- _Passage provided_:
● ● ● ● ●

FIG. 6 shows another embodiment of illuminator 1 that includes an approximately elliptical housing 600 with an open interior. In this embodiment light source 2 is located in a light source holder 602 that forms a portion of one of the longer sections 604 of housing 600. Fiber optic filament 110 forms loops 112 around the perimeter of housing 600, and as shown there are grooves formed in housing 600 to guide loops 112. The axes of loops 112 are also perpendicular to long axis 606 of housing 600 (and thus, the axis of light source 2), as in the embodiments of FIGS. 4 and 5.

● ● ● ● ●

- _Tasks for this exercise_:
a - Translate this sentence from the illuminator passage into Spanish: "In this embodiment light source 2 is located in a light source holder 602 that forms a portion of one of the longer sections 604 of housing 600."
b - In two sentences, summarize the illuminator passage.
c - Write out the part of the illuminator passage from "FIG. 6 shows" to "FIGS. 4 and 5.", word for word.
Work from the passage alone, with no outside sources.

● ● ● ● ●

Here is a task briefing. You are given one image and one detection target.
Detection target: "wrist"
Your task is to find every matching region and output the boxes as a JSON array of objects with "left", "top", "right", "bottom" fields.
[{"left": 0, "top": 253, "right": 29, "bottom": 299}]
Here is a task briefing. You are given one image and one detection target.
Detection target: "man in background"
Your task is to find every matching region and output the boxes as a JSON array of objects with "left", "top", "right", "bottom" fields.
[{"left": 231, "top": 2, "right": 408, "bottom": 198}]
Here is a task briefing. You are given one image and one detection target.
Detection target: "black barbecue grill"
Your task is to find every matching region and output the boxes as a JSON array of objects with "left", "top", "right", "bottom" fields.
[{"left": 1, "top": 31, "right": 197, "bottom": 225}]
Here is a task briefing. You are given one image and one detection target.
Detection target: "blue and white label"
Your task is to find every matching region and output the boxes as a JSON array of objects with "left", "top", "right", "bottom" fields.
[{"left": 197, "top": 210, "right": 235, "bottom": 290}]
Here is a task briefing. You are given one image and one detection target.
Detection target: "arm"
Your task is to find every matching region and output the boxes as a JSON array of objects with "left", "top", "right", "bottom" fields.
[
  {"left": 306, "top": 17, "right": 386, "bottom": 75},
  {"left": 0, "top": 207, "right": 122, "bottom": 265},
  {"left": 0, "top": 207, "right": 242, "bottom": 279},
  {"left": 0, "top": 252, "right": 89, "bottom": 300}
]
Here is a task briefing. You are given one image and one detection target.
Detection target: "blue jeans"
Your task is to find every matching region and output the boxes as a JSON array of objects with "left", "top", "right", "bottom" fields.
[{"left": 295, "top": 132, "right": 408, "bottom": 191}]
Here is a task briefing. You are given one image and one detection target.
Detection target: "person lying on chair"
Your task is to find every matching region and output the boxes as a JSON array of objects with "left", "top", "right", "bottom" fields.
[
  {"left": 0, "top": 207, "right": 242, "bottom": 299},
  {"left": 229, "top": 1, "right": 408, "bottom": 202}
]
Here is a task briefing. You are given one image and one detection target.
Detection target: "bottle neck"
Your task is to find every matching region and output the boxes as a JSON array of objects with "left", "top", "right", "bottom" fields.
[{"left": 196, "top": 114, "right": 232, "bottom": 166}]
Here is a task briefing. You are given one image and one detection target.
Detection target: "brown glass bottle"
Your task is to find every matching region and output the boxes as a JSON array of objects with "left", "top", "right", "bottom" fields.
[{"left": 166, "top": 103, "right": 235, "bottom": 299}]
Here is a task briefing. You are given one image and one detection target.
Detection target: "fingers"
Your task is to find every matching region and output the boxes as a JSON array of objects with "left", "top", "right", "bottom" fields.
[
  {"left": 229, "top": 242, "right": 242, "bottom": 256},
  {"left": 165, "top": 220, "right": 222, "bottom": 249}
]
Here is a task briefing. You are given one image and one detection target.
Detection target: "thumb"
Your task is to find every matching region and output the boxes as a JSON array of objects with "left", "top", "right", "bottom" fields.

● ● ● ● ●

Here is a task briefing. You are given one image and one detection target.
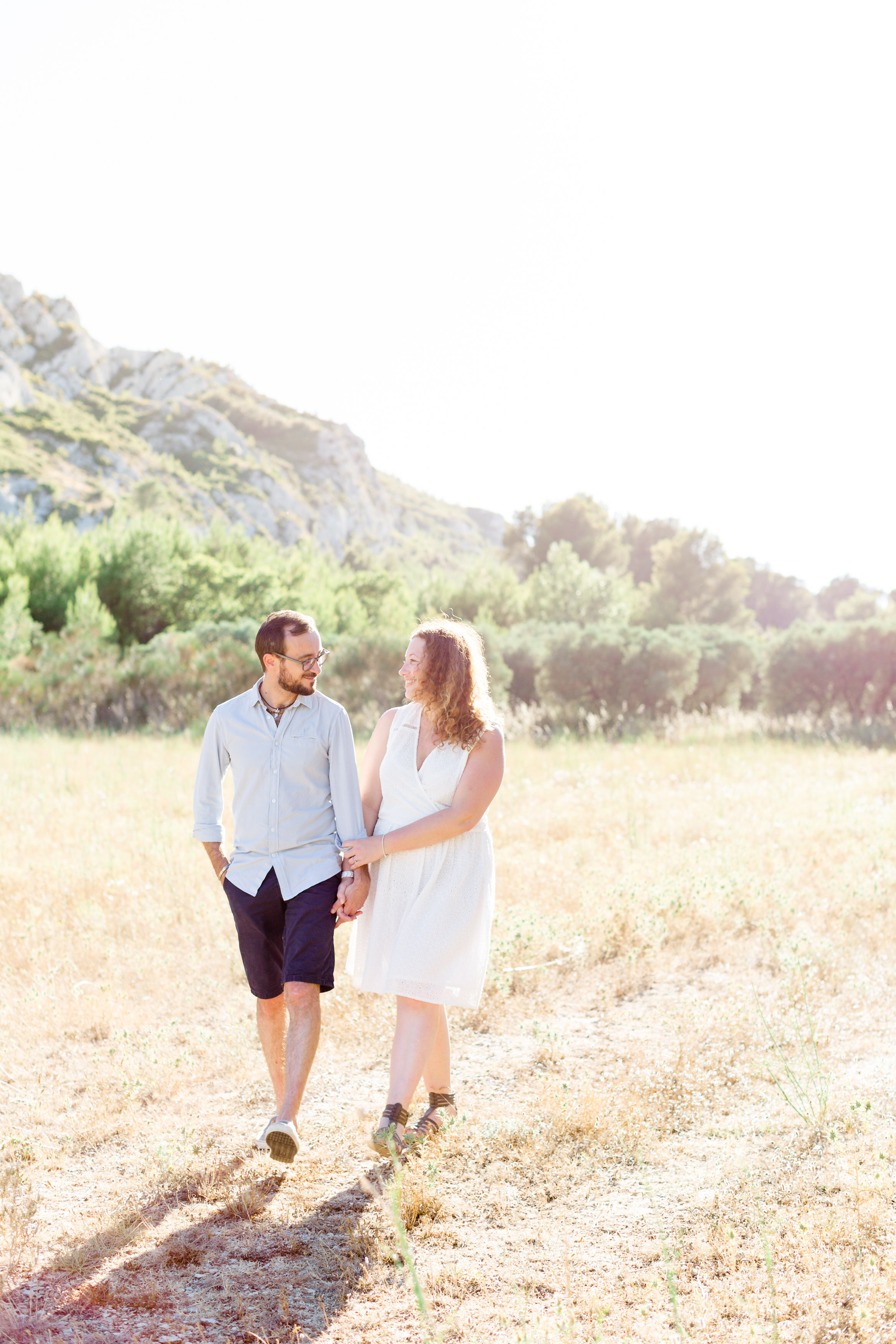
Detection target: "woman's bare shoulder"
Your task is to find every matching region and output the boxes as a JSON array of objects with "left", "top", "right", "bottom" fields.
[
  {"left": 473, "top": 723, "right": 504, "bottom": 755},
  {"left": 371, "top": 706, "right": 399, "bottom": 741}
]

● ● ● ● ●

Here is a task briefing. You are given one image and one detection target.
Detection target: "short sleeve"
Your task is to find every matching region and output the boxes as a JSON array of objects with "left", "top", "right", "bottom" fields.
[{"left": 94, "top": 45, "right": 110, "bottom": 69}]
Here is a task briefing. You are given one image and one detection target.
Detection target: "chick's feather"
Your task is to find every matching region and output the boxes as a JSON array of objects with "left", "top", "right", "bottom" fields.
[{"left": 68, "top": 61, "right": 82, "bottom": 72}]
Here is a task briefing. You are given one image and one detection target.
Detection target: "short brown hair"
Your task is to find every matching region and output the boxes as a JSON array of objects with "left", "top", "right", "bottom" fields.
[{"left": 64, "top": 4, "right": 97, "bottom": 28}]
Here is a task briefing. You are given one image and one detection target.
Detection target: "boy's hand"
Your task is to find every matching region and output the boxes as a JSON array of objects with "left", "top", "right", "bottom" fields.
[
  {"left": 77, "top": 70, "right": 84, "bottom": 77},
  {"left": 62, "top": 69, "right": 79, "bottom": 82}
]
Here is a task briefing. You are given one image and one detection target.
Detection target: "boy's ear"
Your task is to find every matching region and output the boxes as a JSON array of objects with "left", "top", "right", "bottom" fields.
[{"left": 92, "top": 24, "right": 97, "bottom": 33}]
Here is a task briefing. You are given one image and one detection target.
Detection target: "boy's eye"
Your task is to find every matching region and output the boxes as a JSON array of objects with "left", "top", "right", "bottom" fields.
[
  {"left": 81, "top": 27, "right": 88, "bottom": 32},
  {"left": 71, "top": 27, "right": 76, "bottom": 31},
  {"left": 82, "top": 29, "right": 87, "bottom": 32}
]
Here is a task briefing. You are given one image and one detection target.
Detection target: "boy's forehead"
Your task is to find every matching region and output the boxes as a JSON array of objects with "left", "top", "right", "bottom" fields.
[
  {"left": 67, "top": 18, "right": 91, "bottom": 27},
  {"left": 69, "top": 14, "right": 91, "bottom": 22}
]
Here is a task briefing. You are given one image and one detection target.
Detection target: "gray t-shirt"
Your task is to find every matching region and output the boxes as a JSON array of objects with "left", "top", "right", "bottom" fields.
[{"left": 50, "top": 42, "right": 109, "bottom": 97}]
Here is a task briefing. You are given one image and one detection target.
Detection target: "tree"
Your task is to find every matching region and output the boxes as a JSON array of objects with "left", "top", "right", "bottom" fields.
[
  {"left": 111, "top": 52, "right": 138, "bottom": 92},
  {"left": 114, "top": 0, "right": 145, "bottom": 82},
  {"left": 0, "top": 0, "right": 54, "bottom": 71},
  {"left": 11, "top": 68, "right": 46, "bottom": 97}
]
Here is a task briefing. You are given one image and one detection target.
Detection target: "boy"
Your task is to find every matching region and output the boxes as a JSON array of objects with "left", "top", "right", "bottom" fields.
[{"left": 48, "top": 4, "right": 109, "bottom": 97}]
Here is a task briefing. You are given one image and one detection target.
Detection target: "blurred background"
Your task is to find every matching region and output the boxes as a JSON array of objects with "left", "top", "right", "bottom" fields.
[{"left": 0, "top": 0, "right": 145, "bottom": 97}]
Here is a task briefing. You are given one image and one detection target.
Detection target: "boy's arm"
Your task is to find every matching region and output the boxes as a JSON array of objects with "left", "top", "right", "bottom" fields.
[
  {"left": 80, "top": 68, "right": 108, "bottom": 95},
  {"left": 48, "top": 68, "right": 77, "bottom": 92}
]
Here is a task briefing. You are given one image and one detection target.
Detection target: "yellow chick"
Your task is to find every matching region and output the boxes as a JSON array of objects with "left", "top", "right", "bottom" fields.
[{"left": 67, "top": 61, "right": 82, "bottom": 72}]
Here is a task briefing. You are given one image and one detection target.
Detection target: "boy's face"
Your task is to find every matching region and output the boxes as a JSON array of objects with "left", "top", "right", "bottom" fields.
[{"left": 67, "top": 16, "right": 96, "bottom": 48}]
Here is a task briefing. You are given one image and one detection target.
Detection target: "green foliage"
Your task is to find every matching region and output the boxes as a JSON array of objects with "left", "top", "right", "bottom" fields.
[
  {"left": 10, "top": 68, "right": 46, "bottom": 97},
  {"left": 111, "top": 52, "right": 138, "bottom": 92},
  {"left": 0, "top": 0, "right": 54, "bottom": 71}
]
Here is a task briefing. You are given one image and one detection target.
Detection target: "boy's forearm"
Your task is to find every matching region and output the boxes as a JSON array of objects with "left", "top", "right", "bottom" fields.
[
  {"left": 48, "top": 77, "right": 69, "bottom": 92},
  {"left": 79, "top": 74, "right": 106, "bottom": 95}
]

● ● ● ● ●

- _Answers to the problems_:
a - En esta realización, la fuente de luz 2 está ubicada en un soporte de fuente de luz 602 que forma parte de una de las secciones más largas 604 de la carcasa 600.

b - FIG. 6 shows an illuminator with a roughly elliptical, open housing 600, where light source 2 sits in a holder 602 that forms part of one of the housing's longer sections 604. Fiber optic filament 110 forms loops around the housing's perimeter, guided by grooves, and the loop axes are perpendicular to the housing's long axis 606 and the light source's axis, as in FIGS. 4 and 5.

c -
FIG. 6 shows another embodiment of illuminator 1 that includes an approximately elliptical housing 600 with an open interior. In this embodiment light source 2 is located in a light source holder 602 that forms a portion of one of the longer sections 604 of housing 600. Fiber optic filament 110 forms loops 112 around the perimeter of housing 600, and as shown there are grooves formed in housing 600 to guide loops 112. The axes of loops 112 are also perpendicular to long axis 606 of housing 600 (and thus, the axis of light source 2), as in the embodiments of FIGS. 4 and 5.